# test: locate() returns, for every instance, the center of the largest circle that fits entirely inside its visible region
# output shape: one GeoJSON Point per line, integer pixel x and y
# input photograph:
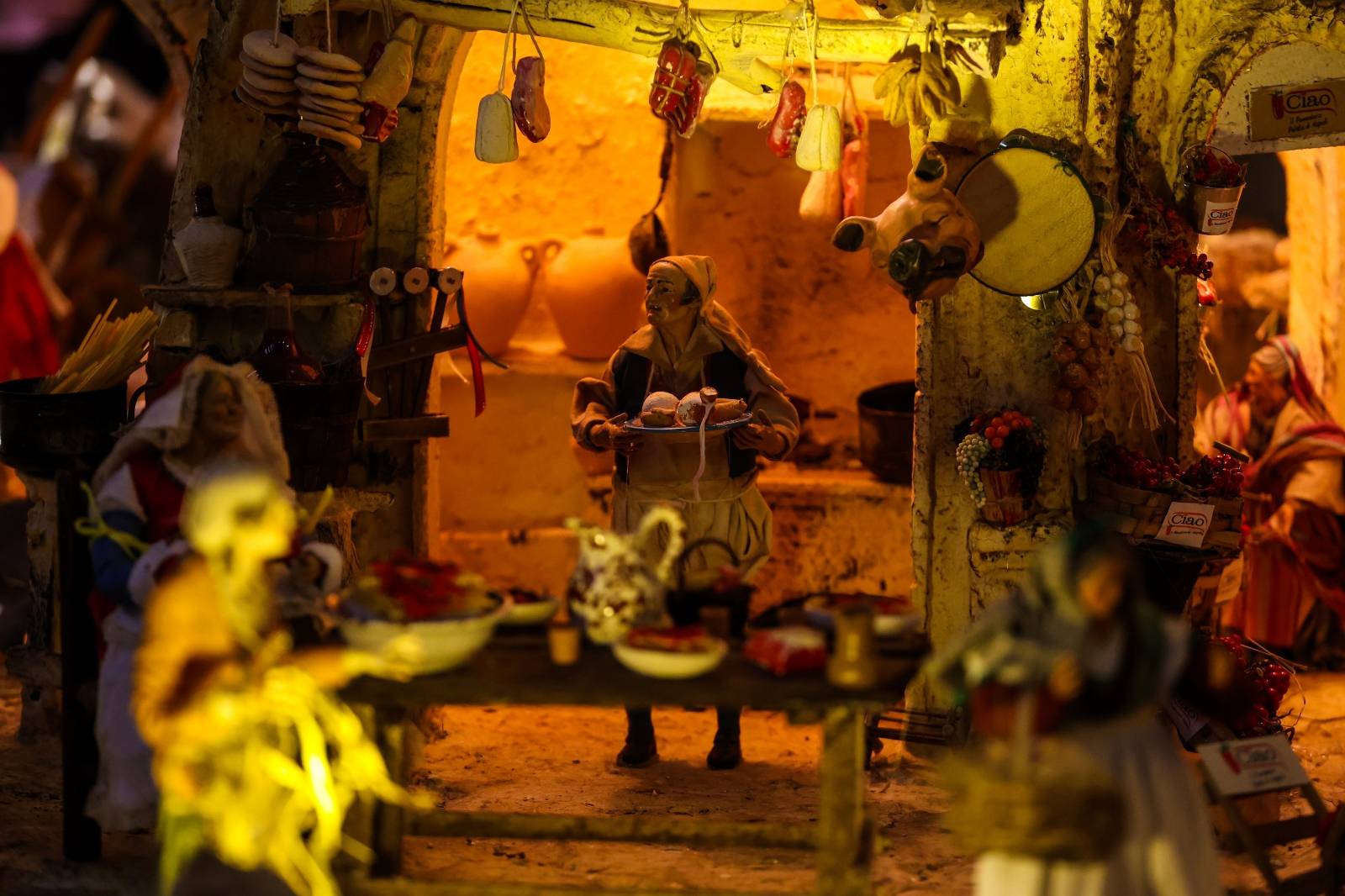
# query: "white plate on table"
{"type": "Point", "coordinates": [884, 625]}
{"type": "Point", "coordinates": [441, 643]}
{"type": "Point", "coordinates": [670, 663]}
{"type": "Point", "coordinates": [533, 613]}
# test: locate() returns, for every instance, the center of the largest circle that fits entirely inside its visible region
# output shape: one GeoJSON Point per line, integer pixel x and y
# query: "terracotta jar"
{"type": "Point", "coordinates": [499, 277]}
{"type": "Point", "coordinates": [595, 295]}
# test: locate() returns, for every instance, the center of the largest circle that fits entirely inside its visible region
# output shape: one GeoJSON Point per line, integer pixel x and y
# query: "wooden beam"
{"type": "Point", "coordinates": [645, 829]}
{"type": "Point", "coordinates": [403, 887]}
{"type": "Point", "coordinates": [744, 42]}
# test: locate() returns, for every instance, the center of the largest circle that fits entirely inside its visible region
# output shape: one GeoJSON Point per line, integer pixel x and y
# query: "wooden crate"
{"type": "Point", "coordinates": [1141, 512]}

Direction:
Please revise the lines above, changing every "wooden" to "oak" and leaving everything else as it is. Omit the pictures from your answer.

Written solution:
# test: locate() returns, for every instance, the center of the largest circle that fits entirely inside its visible region
# output shape: one GeoJSON Point per line, integer pixel x and y
# input photograph:
# query: "white plate on table"
{"type": "Point", "coordinates": [884, 625]}
{"type": "Point", "coordinates": [441, 643]}
{"type": "Point", "coordinates": [670, 663]}
{"type": "Point", "coordinates": [533, 613]}
# test: locate() returns, for every instance, the center of the largest circle that fits entirely inside its visible region
# output shape: one GeoJSON Point per line, integer pixel x and y
# query: "terracotta jar"
{"type": "Point", "coordinates": [499, 277]}
{"type": "Point", "coordinates": [595, 295]}
# test: locate() returns, for every instance, the center of the largest circle that fits entirely inside its visible region
# output shape: one GeoJSON Point per line, integer pixel x and y
# query: "oak beam"
{"type": "Point", "coordinates": [645, 829]}
{"type": "Point", "coordinates": [403, 887]}
{"type": "Point", "coordinates": [744, 42]}
# test: locate() returns, for every instance, the center of the largest circle that fits entirely inside its visible region
# output shape: one GeoJSON Point per line, integer pixel x and y
# query: "oak crate"
{"type": "Point", "coordinates": [1141, 512]}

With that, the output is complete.